Beginning with the line containing "Place a point on each instance of the woman's shoulder, giving" and ending with the last line of the records, set down every line exactly.
= = = = =
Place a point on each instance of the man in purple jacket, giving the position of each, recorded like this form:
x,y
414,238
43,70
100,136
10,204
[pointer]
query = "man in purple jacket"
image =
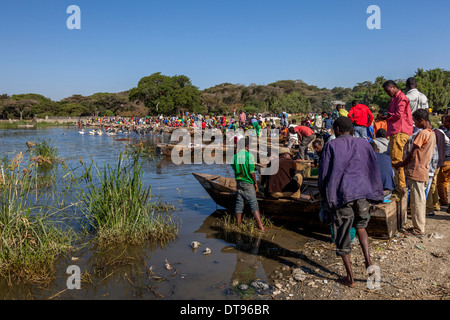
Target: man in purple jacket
x,y
349,179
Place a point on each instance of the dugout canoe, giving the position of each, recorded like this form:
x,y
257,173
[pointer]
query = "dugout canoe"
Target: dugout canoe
x,y
385,219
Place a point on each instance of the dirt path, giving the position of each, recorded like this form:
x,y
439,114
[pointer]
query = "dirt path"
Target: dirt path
x,y
411,268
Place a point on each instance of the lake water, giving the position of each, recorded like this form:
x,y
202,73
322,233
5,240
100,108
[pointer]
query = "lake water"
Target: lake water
x,y
138,272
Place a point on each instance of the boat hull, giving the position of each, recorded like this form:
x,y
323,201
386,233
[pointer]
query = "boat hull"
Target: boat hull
x,y
385,219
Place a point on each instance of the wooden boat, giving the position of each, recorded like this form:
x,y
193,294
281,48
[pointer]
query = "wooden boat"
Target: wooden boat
x,y
385,218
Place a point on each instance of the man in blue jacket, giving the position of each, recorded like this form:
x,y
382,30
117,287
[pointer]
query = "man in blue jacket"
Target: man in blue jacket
x,y
349,179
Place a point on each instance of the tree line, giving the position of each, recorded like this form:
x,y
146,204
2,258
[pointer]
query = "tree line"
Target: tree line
x,y
172,95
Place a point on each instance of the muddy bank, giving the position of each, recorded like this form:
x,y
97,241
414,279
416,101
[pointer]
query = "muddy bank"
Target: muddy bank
x,y
411,268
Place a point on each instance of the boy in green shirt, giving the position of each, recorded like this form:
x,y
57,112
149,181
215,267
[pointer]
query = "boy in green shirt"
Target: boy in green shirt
x,y
243,165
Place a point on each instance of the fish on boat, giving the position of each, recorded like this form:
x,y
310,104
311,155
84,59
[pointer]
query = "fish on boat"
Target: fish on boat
x,y
385,218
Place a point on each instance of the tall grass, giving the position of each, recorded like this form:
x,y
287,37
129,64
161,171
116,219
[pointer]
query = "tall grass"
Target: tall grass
x,y
117,204
248,224
30,240
45,154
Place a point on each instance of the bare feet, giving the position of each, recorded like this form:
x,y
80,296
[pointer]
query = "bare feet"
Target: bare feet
x,y
346,282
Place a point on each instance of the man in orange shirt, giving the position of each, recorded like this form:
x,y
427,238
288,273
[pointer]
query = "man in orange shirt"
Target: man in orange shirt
x,y
399,128
361,117
305,137
419,151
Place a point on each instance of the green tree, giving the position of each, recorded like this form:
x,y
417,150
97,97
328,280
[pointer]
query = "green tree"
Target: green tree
x,y
167,95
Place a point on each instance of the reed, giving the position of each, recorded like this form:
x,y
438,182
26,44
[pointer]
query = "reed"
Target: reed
x,y
44,153
248,224
30,239
117,204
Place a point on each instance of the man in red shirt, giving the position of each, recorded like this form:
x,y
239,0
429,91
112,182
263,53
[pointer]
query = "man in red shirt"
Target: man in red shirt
x,y
399,128
361,117
305,137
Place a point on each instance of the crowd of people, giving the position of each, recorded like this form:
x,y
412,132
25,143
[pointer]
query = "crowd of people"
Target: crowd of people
x,y
361,160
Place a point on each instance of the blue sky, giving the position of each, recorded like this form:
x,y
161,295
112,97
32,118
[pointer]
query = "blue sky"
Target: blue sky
x,y
324,43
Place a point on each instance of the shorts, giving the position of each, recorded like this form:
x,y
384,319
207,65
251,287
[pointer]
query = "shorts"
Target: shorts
x,y
245,191
353,214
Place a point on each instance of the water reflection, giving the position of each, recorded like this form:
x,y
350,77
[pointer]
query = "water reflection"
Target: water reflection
x,y
138,272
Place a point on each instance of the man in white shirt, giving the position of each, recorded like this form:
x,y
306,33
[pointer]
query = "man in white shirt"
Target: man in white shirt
x,y
417,99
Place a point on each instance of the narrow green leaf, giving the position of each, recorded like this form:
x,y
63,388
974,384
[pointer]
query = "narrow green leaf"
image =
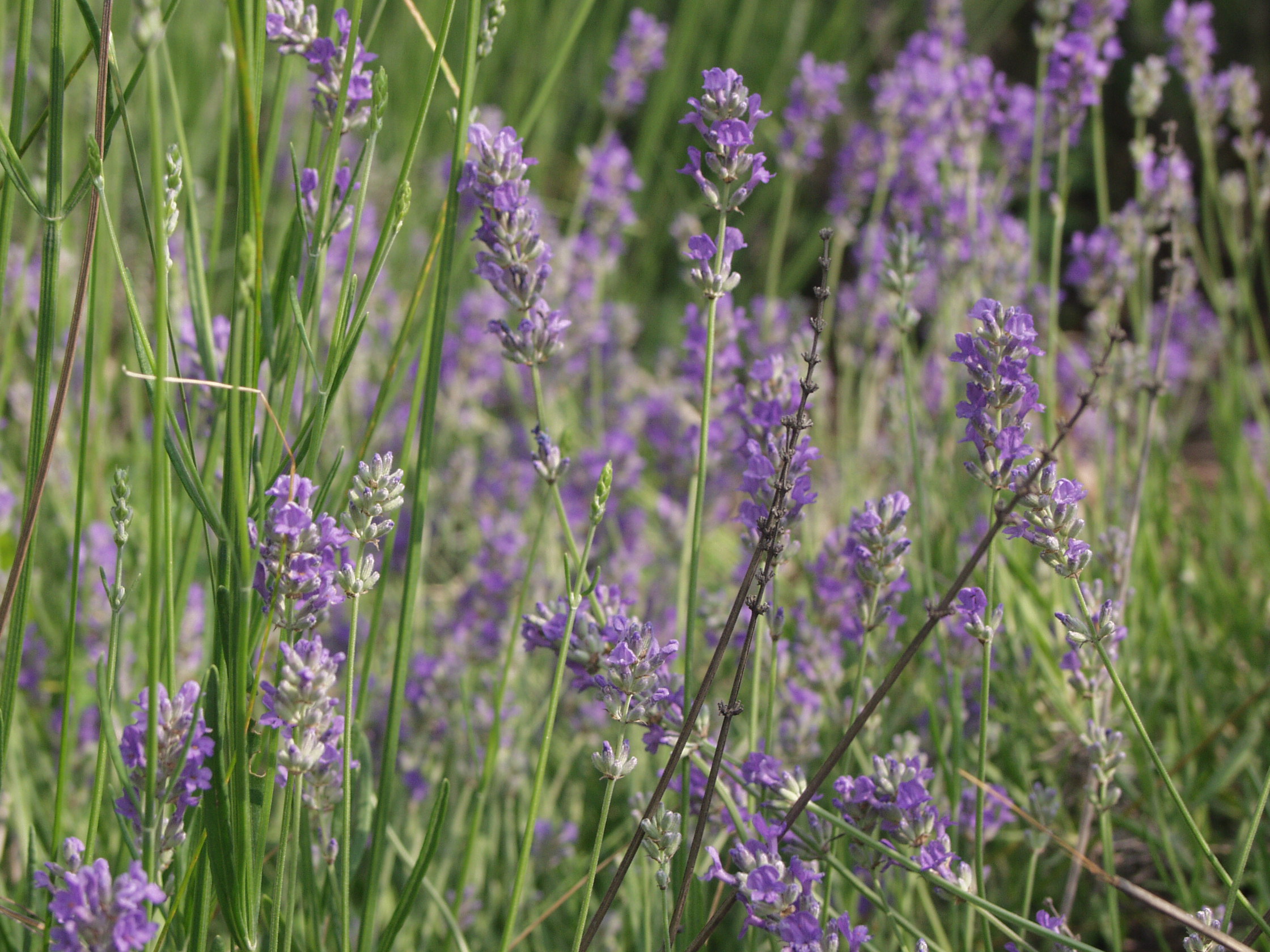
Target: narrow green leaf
x,y
410,891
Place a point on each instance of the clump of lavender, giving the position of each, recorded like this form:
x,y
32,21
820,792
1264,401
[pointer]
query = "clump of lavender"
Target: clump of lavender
x,y
1001,392
773,394
972,615
183,746
300,556
641,51
294,27
1191,27
96,913
895,802
1194,942
1048,517
632,678
726,116
516,258
859,574
378,493
304,709
813,99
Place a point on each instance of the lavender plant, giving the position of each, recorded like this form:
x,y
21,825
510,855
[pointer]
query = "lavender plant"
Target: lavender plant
x,y
314,512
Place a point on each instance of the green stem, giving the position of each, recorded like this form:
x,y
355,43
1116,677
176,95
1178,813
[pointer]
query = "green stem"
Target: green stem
x,y
1030,881
1034,177
540,771
159,513
1056,258
776,256
699,494
1109,865
558,64
280,880
1161,768
1100,162
346,801
64,749
494,741
918,492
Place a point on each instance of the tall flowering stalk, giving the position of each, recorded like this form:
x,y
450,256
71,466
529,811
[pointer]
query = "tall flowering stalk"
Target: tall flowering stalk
x,y
96,912
726,116
378,492
578,582
998,398
812,102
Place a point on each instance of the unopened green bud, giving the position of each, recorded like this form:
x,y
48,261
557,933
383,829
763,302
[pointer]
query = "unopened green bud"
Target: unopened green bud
x,y
602,489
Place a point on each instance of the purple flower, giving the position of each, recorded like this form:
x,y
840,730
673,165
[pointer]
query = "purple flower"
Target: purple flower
x,y
300,556
726,116
96,913
183,746
702,250
516,261
813,98
1000,393
641,52
855,937
632,679
294,28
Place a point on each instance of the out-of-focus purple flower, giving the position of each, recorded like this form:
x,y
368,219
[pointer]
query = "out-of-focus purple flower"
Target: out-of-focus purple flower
x,y
1078,66
294,28
183,746
515,260
632,677
854,937
726,116
702,250
290,24
94,912
1191,27
971,616
1051,525
996,810
1102,267
609,182
771,889
813,98
300,556
641,52
342,205
760,408
1001,393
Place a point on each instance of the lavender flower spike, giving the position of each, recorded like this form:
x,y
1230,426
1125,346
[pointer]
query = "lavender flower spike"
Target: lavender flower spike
x,y
1049,518
726,116
516,258
641,52
183,746
1001,393
702,250
96,913
300,555
813,99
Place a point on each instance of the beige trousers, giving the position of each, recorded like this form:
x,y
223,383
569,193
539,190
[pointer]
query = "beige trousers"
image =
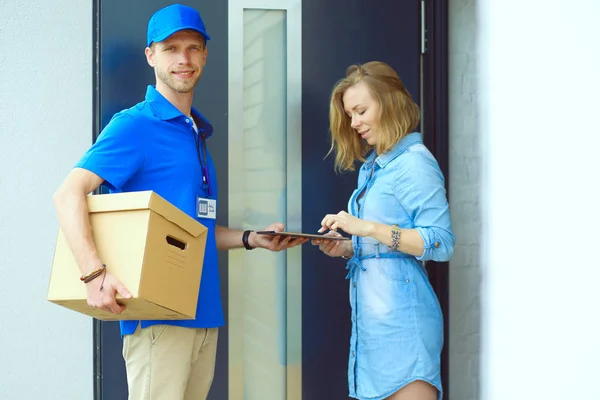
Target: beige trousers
x,y
166,362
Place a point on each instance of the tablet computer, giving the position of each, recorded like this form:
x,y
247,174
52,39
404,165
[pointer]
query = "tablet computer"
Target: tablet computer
x,y
303,235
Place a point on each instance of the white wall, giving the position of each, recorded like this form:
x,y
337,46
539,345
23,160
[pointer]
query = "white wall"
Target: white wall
x,y
45,125
539,85
464,155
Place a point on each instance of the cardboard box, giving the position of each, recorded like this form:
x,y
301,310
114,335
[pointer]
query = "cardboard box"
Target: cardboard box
x,y
152,247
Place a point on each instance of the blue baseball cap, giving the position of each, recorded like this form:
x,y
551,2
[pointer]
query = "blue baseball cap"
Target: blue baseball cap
x,y
171,19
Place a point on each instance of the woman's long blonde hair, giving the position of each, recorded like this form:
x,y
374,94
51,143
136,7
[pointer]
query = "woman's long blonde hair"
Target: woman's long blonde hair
x,y
399,114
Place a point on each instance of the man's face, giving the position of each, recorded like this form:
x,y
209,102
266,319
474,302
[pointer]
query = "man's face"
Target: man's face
x,y
178,60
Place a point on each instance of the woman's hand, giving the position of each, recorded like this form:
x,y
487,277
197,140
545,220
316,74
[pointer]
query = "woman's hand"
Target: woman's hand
x,y
347,223
334,248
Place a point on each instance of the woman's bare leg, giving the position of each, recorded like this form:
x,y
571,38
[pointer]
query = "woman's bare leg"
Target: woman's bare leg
x,y
417,390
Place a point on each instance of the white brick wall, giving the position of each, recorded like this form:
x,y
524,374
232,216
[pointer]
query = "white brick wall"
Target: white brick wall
x,y
464,203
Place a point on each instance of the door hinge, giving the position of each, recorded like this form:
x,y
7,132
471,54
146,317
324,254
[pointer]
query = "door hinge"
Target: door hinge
x,y
423,28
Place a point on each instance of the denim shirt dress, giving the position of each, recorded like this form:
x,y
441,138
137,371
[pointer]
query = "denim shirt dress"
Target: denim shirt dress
x,y
397,324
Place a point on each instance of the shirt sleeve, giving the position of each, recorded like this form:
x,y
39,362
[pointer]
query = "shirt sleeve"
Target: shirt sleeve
x,y
419,187
117,154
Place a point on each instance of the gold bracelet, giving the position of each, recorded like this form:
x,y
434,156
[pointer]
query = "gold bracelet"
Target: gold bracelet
x,y
395,238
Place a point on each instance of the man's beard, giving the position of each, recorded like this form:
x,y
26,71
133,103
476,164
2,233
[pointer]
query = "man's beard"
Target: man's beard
x,y
179,87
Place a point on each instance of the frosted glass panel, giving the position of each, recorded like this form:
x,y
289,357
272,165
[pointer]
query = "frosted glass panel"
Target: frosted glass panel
x,y
264,193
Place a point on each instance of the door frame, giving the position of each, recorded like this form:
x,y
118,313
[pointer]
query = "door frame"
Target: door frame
x,y
434,101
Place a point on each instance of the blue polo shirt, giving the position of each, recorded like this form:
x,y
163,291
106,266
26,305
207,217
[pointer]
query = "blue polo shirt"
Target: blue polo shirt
x,y
152,146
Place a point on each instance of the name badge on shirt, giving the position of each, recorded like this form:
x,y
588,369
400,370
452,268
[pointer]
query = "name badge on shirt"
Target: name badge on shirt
x,y
206,208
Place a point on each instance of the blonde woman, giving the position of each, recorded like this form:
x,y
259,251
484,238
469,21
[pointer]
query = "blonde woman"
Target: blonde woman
x,y
398,218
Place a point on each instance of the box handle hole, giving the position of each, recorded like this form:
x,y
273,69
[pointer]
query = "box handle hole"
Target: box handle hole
x,y
175,242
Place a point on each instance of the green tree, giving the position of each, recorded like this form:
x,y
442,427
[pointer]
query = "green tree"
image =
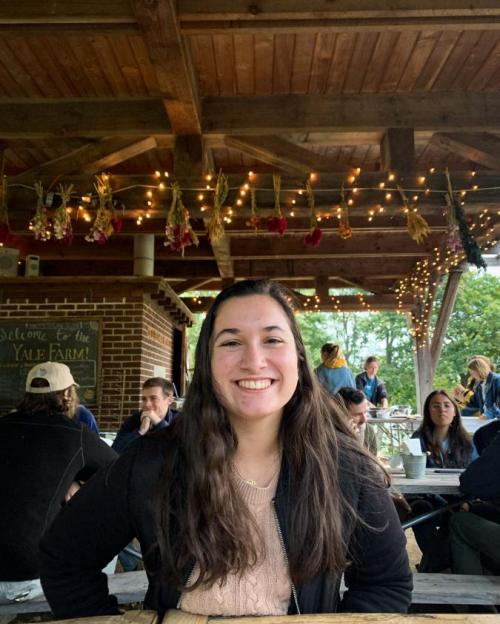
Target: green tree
x,y
474,326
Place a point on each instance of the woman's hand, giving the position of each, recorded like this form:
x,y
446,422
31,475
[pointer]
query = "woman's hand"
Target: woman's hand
x,y
73,489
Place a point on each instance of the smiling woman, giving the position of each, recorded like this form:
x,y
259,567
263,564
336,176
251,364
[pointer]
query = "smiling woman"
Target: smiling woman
x,y
254,502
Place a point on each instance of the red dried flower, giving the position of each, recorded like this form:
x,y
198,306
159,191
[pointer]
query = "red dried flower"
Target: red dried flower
x,y
277,224
117,224
313,239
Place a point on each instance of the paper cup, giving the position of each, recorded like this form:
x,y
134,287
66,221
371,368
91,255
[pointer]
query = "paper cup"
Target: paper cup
x,y
414,465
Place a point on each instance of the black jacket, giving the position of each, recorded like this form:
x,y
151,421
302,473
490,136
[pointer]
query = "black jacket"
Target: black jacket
x,y
380,389
129,431
482,477
41,454
378,580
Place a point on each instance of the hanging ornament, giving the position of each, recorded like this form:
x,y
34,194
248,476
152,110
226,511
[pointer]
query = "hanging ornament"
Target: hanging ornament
x,y
215,225
62,220
178,231
469,244
40,223
345,230
313,238
4,211
277,223
105,220
254,220
418,228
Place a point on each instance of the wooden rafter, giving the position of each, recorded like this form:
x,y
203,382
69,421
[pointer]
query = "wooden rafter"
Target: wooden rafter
x,y
480,147
347,303
260,115
90,158
172,62
283,154
219,16
89,117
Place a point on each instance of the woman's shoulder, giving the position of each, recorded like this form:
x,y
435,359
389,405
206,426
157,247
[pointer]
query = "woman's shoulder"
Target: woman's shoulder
x,y
145,458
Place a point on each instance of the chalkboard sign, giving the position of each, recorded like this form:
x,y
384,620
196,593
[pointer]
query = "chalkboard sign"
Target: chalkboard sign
x,y
24,344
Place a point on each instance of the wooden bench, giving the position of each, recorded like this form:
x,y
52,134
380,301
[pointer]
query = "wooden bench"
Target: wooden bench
x,y
130,587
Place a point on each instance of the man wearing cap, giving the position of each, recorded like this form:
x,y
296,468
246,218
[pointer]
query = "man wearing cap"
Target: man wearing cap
x,y
44,457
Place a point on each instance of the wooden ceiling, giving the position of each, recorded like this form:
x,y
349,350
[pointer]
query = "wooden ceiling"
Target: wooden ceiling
x,y
131,87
= = = = =
* [Worked solution]
Place a point on each instance of the woman's shoulder, giving the position of each, recorded like this form:
x,y
435,359
389,405
206,426
157,247
[pointer]
query = "woman's shoulder"
Target: woman's shoulder
x,y
145,458
Place a point on each instance of the chalkboard sign, giving the position of each, recorded like this form:
x,y
384,620
196,593
[pointer]
query = "chalkboard sign"
Target: chalkboard sign
x,y
24,344
Place a point on each instance of the wooden bench, giving the position of each, recorded like this form:
x,y
52,134
380,301
[pointer]
query = "wooden bench"
Target: wooden bench
x,y
130,587
Place a point on each instance of the man wearing cap, giving the position of each, recorded like this form:
x,y
296,468
246,218
[pointer]
query = "man wearing cap"
Target: man wearing cap
x,y
44,457
Place a point on each instance of the wooden ceiling, giving the position of each, recorded like this form:
x,y
349,350
[pointer]
query = "wooden ceiling"
Target: wooden ceiling
x,y
131,87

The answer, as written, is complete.